Work required:
Exact copies of the lines from the start of the records through the line with "written like (359,188)." are what the answer must hold; pictures are not part of it.

◆ ◆ ◆ ◆ ◆ ◆ ◆

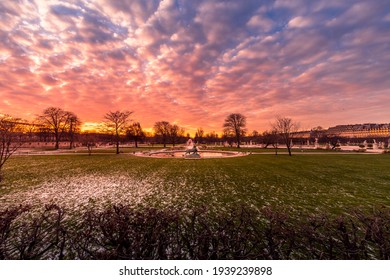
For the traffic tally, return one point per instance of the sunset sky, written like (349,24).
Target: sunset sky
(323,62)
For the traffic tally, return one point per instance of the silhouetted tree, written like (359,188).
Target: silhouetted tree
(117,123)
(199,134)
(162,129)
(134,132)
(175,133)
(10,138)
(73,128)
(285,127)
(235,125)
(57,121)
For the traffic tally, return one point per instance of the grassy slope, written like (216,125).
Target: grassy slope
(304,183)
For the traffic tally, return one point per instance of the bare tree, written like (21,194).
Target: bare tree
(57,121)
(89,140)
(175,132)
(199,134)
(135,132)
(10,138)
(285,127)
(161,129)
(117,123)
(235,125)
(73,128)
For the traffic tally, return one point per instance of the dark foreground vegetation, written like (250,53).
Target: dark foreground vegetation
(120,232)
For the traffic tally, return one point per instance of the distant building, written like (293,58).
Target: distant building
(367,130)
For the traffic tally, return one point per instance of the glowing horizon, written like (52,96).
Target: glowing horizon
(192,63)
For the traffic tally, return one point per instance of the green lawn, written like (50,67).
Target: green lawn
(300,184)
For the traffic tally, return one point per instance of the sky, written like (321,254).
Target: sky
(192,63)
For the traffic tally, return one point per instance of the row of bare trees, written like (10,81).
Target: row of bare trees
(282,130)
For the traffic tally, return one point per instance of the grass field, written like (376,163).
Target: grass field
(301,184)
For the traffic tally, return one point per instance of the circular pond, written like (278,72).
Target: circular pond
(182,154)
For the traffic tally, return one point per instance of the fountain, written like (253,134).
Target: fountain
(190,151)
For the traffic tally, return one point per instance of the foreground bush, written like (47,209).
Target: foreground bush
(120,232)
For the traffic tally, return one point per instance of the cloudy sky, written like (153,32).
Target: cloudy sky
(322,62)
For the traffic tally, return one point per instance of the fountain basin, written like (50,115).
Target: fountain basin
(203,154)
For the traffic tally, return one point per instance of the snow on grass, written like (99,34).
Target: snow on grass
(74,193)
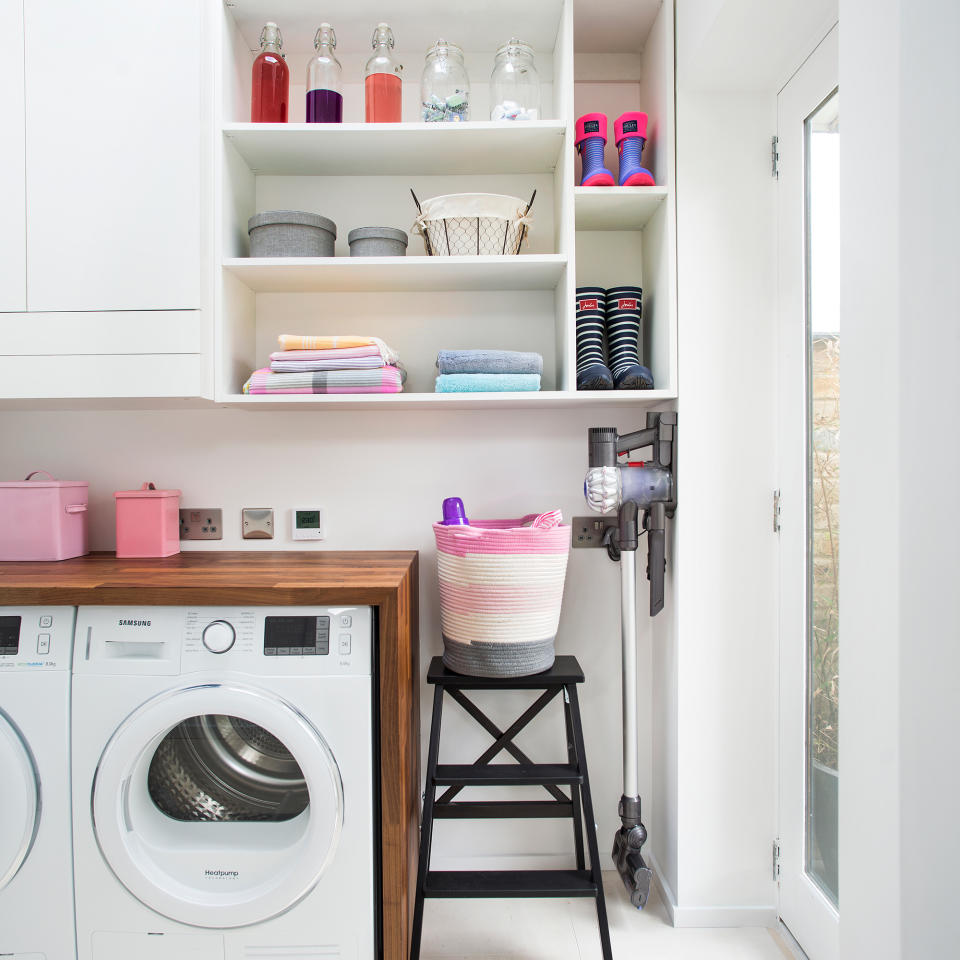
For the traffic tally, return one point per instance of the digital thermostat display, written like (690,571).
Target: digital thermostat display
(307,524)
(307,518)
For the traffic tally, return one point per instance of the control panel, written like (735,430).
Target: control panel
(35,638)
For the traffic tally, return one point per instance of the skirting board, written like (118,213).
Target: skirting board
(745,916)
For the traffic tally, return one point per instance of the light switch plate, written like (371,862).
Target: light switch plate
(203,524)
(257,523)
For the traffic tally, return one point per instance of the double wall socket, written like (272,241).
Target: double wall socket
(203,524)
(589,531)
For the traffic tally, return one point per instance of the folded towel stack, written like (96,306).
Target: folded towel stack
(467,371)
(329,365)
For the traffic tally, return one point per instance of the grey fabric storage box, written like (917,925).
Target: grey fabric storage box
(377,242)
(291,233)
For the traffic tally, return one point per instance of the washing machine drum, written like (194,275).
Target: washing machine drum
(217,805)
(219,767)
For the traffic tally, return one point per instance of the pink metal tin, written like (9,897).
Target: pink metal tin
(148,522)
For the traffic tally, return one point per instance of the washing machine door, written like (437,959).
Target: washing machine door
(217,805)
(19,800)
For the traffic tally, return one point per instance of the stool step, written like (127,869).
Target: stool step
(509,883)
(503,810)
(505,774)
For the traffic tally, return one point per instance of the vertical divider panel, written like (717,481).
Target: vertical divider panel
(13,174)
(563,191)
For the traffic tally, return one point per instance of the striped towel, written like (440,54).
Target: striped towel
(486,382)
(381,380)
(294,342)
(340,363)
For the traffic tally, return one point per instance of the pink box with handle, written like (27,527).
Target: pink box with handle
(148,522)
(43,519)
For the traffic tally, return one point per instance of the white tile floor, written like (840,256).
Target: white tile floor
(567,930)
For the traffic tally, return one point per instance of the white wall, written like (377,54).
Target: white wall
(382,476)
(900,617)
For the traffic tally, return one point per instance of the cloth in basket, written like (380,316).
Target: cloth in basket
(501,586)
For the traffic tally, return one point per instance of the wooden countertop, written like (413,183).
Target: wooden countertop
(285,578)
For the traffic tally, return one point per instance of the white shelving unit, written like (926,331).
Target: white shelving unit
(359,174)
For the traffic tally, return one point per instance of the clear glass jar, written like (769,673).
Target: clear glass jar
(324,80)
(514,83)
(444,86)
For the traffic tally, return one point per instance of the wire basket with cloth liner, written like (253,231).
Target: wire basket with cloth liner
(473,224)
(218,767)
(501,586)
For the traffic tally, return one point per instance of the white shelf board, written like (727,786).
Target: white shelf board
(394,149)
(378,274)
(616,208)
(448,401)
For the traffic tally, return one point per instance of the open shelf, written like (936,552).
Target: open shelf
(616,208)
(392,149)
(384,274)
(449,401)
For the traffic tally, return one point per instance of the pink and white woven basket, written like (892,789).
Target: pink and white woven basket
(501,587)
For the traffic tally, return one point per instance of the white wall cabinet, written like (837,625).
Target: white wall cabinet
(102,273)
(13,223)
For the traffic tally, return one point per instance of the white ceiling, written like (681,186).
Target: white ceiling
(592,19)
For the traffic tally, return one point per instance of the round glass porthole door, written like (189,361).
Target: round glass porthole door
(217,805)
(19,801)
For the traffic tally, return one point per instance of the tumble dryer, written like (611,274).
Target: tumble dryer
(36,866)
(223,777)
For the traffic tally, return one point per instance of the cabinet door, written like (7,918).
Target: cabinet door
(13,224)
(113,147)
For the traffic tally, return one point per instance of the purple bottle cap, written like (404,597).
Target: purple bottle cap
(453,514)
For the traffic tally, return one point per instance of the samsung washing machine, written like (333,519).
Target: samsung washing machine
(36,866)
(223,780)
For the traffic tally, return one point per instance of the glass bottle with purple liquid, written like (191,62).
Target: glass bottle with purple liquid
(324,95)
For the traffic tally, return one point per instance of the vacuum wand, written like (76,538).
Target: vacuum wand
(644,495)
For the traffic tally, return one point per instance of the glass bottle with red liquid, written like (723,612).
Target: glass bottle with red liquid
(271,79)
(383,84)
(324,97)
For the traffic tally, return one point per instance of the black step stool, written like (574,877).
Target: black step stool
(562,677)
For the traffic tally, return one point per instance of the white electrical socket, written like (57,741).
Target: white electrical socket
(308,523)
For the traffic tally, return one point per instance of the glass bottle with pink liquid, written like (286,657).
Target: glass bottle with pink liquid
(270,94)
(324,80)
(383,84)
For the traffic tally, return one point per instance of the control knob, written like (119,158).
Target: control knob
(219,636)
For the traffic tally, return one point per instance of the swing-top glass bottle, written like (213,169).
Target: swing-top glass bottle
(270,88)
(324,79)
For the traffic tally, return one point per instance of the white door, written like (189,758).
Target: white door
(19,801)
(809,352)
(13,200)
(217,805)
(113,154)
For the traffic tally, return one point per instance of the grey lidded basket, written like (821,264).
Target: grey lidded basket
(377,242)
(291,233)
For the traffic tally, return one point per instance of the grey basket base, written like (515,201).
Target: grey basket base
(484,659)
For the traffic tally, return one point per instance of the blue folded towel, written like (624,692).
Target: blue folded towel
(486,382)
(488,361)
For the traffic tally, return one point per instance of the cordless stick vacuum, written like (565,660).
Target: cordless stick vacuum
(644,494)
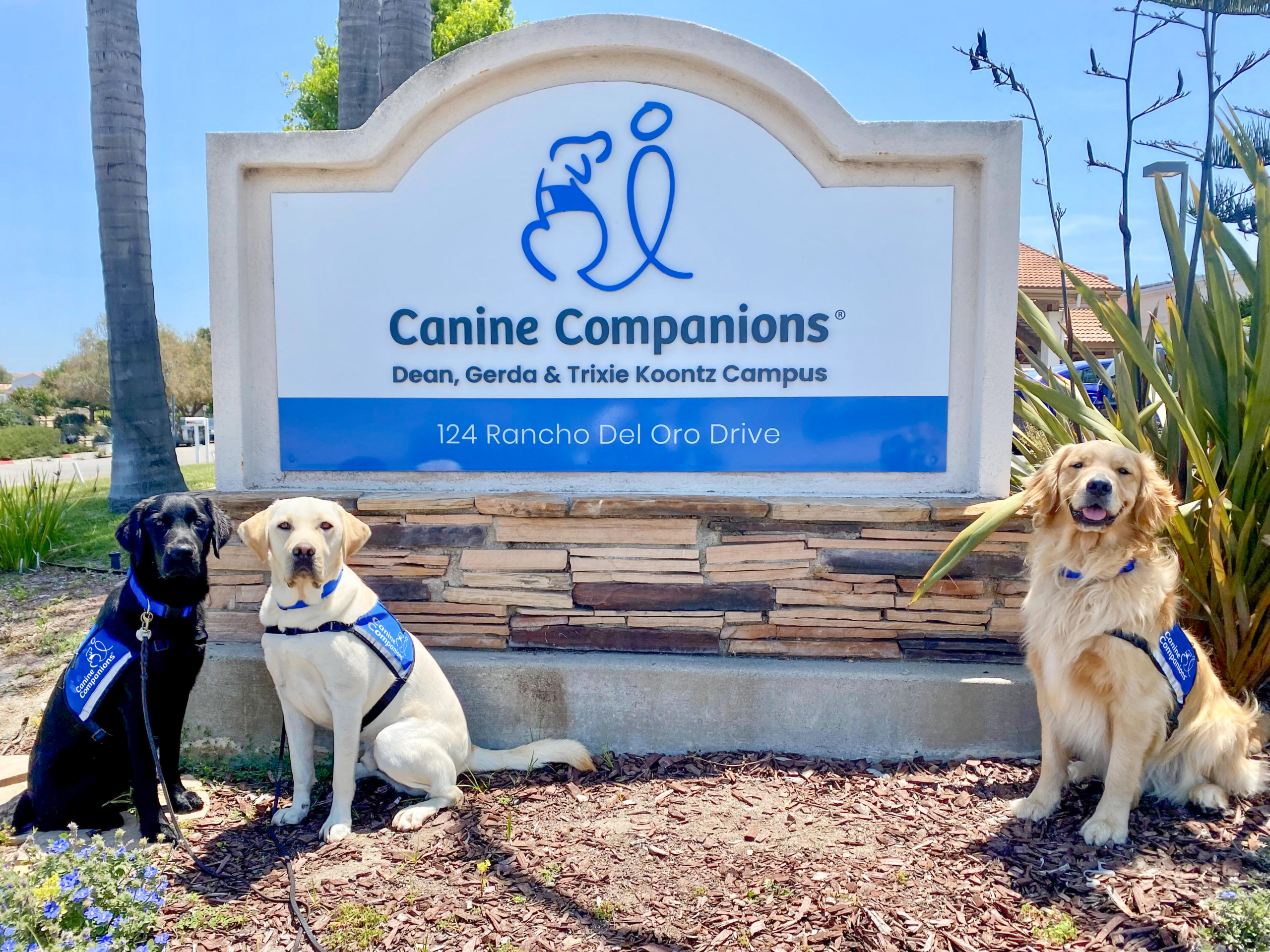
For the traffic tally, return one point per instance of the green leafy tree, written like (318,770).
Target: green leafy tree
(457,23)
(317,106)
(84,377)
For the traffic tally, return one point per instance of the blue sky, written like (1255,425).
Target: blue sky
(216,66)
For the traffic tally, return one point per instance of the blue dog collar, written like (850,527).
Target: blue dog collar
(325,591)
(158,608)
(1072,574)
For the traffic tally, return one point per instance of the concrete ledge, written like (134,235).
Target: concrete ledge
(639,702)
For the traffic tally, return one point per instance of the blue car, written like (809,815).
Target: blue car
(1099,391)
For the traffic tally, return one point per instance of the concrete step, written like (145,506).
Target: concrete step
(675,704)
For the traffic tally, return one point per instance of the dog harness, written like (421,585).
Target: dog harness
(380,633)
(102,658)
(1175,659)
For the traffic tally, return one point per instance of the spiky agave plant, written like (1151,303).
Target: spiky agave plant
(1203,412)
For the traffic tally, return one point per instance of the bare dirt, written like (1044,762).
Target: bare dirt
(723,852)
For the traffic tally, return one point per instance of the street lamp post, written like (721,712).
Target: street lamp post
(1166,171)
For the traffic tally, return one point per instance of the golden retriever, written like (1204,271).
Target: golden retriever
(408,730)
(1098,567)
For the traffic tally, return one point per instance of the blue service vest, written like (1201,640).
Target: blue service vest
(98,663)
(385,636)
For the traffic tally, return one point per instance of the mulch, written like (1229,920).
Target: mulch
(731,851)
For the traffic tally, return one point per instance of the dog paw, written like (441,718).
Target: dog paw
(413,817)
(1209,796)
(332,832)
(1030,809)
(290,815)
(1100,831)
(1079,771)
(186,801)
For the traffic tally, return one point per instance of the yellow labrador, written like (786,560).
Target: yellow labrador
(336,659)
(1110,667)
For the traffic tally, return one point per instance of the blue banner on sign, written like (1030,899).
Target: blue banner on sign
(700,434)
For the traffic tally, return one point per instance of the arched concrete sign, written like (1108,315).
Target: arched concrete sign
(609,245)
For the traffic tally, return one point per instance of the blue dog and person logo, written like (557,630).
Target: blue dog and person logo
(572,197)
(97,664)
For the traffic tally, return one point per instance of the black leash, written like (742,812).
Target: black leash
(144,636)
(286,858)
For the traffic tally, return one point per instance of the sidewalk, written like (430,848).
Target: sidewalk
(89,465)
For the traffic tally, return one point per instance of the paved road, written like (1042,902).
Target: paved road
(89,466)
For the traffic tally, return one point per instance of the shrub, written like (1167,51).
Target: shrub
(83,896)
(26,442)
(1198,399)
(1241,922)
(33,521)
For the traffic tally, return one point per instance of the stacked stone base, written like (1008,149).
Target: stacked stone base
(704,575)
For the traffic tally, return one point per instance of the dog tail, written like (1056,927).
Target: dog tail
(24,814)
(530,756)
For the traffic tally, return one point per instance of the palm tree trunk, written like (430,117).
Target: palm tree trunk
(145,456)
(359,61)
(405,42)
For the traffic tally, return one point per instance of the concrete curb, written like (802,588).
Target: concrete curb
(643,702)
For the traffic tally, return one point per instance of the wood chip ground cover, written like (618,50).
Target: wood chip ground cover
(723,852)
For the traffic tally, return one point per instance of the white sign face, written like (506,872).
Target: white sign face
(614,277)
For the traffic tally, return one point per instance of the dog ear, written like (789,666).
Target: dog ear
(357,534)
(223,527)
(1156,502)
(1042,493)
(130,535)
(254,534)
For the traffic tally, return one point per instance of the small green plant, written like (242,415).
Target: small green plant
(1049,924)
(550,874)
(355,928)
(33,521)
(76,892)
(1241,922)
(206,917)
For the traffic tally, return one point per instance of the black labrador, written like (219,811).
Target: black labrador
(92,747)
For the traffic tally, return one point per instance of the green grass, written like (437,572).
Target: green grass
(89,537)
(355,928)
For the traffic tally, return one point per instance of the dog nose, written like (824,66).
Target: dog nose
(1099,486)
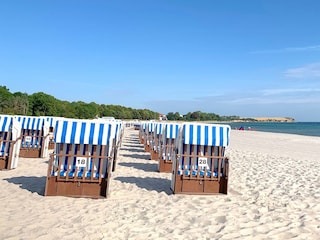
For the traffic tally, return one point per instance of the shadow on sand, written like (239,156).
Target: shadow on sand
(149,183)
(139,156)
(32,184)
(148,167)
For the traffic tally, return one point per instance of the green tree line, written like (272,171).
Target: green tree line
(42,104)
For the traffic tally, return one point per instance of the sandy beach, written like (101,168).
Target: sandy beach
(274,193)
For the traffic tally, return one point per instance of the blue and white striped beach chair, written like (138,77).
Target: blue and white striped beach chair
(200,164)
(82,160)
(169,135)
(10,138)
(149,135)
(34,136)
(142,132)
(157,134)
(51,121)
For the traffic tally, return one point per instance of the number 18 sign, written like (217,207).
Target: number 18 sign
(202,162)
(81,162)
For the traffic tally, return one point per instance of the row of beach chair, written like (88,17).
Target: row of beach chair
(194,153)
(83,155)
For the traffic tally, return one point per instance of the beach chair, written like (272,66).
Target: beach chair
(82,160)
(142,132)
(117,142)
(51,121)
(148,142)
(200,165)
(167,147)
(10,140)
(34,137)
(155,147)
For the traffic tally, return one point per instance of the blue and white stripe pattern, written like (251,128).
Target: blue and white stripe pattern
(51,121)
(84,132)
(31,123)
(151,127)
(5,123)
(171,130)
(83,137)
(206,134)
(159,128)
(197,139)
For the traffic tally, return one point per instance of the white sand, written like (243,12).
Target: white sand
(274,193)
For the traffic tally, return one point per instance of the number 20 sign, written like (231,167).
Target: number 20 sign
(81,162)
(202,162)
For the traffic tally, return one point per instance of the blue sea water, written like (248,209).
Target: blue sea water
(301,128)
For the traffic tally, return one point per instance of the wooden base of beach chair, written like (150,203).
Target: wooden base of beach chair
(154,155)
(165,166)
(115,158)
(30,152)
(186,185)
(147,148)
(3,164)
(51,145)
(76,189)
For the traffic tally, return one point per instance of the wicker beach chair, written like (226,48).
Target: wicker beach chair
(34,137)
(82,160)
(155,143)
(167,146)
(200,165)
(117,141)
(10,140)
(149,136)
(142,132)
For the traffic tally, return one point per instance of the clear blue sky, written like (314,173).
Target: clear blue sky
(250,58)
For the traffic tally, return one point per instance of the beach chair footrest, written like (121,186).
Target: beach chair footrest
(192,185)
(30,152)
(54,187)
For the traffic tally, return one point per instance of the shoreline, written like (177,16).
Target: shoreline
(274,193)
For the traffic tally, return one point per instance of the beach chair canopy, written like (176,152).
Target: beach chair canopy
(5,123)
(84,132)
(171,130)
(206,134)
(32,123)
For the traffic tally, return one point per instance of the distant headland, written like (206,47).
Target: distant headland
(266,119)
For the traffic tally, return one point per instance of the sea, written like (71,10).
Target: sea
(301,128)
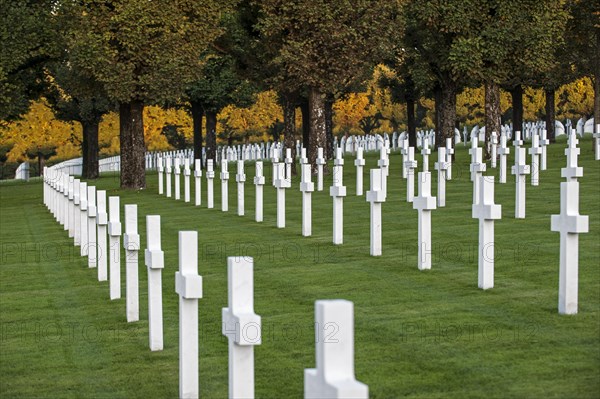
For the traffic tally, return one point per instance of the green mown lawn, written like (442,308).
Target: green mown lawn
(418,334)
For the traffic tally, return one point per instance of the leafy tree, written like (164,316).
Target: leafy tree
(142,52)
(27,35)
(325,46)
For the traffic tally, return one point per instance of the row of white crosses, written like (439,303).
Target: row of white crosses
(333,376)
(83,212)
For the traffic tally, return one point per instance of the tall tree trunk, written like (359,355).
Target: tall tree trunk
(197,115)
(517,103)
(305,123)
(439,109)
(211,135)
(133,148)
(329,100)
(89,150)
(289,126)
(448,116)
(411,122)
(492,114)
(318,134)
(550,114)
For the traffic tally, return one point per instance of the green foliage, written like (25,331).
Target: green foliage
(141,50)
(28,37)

◆ ◆ ◆ ◆ ◆ ◆ ◆

Exercise solution:
For the traffic tally, return one point per instance of the sunset sky, written like (349,24).
Target: sunset sky
(323,62)
For the traffic tally, return one point per instance of the silhouetted tree, written like (359,188).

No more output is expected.